When one first hears of a meeting between an outstanding welterweight and middleweight, they’re very intrigued. Of course the onus is on the smaller fighter, supposedly, and it’s the bigger fighter who is in a no win situation. The challenge is to see if the legitimately smaller fighter can offset the larger man’s strength and power, only it seldom if ever works out that way.

For example, Sugar Ray Leonard, who fought a majority of his career as a welterweight (147) gets a lot of credit for beating Marvin Hagler, who fought his entire career as a middleweight (160). In the main that sounds pretty impressive, except when Leonard and Hagler fought, Leonard weighed in at 158 and Hagler was 158 1/2. If it were a true welterweight versus middleweight bout, Leonard would’ve weighed in at 146, which was his average weight for his welterweight title bouts and Hagler would come in at his usual 158 range. Had Leonard been able to decision Hagler with Marvin holding a 12 pound weight pull, that would’ve been really something.

Sure, Leonard deserves a ton of credit for beating Hagler because he didn’t force him to come down in weight to win his title. He did that when he stopped WBC light heavyweight title holder Donny Lalonde. In reality Leonard beat Lalonde at 168, the super-middleweight limit, not the 175 maximum that Lalonde was afforded as the light heavyweight title holder. In truth Lalonde was compromised having to come in 5/6 pounds lighter than what his best fighting weight was.

Today, the two biggest draws in boxing, Floyd Mayweather and Manny Pacquiao, have won some of their biggest fights via bringing the bigger opponent down a few pounds in order to win his title. In my eyes, this taints their victory, just as I don’t consider Sugar Ray Leonard ever being a legitimate light heavyweight title holder. In the last 60 years it’s only happened one time, where one champion of a particular division fought a bigger champion for an undisputed title without either fighter moving up or down from their natural weight.

- - - - - - -

GOAL A =>
Decide whether each statement agrees with the boxing passage, answering yes or no and quoting the words that settle it. (i) Leonard weighed in at 158 for his fight with Hagler. (ii) Leonard beat Lalonde at the 175-pound light heavyweight limit. (iii) Hagler spent his entire career as a middleweight.
GOAL B =>
List every boxer named in the boxing passage.
GOAL C =>
Return the part of the boxing passage that opens with the words containing "Sure, Leonard deserves" and closes with "fighting weight was.", copied word for word.
Answer using only the boxing passage.

STORED DATA =>
- - - - - - -

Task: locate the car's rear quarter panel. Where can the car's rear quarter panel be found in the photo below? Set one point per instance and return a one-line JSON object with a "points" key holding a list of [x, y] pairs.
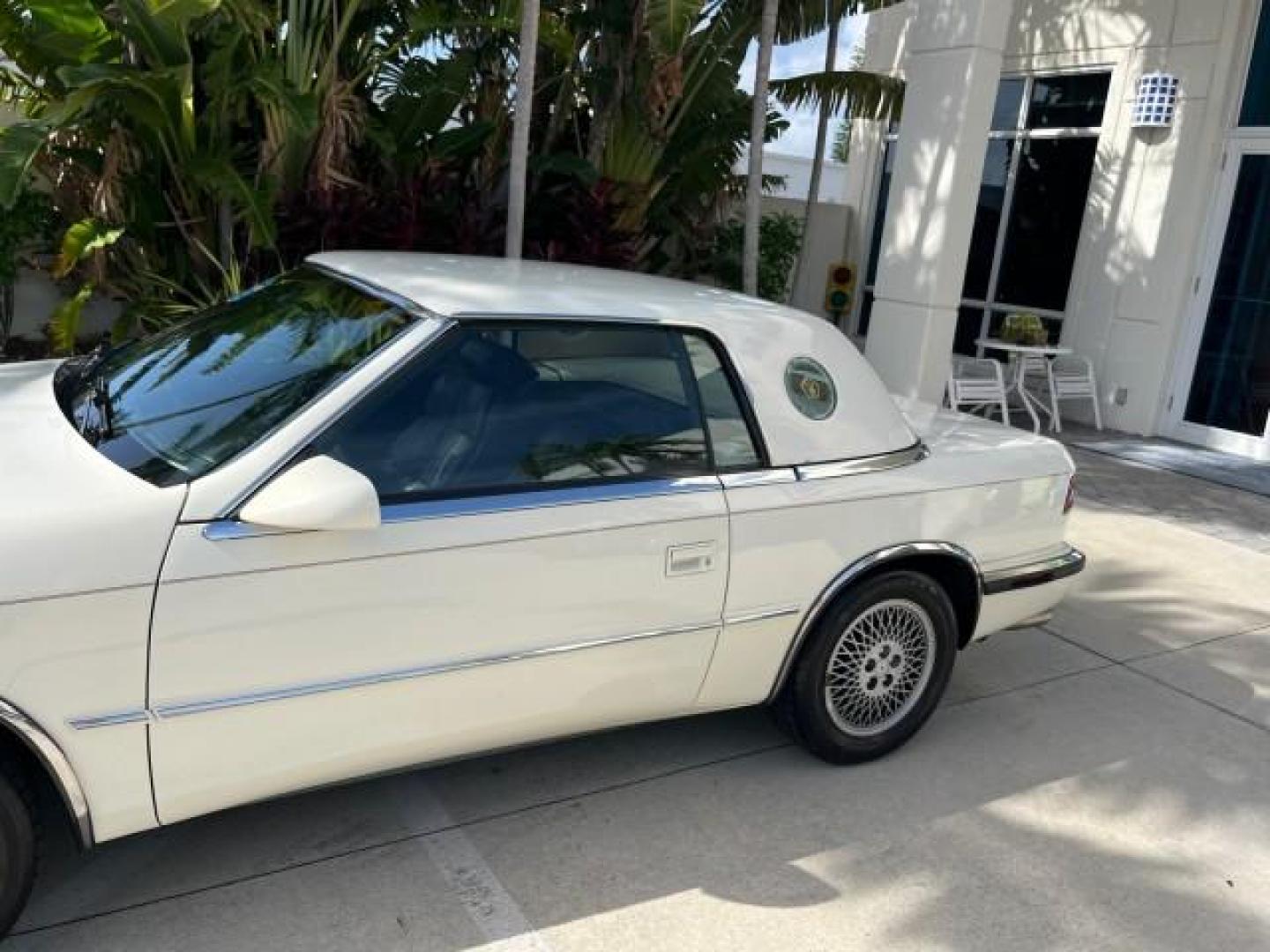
{"points": [[791, 539]]}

- - - - - - -

FINAL RESULT A =>
(i) Yes: "Leonard weighed in at 158"
(ii) No: "Leonard beat Lalonde at 168, the super-middleweight limit, not the 175 maximum"
(iii) Yes: "Hagler, who fought his entire career as a middleweight (160)"

FINAL RESULT B =>
Sugar Ray Leonard, Marvin Hagler, Donny Lalonde, Floyd Mayweather, Manny Pacquiao

FINAL RESULT C =>
Sure, Leonard deserves a ton of credit for beating Hagler because he didn’t force him to come down in weight to win his title. He did that when he stopped WBC light heavyweight title holder Donny Lalonde. In reality Leonard beat Lalonde at 168, the super-middleweight limit, not the 175 maximum that Lalonde was afforded as the light heavyweight title holder. In truth Lalonde was compromised having to come in 5/6 pounds lighter than what his best fighting weight was.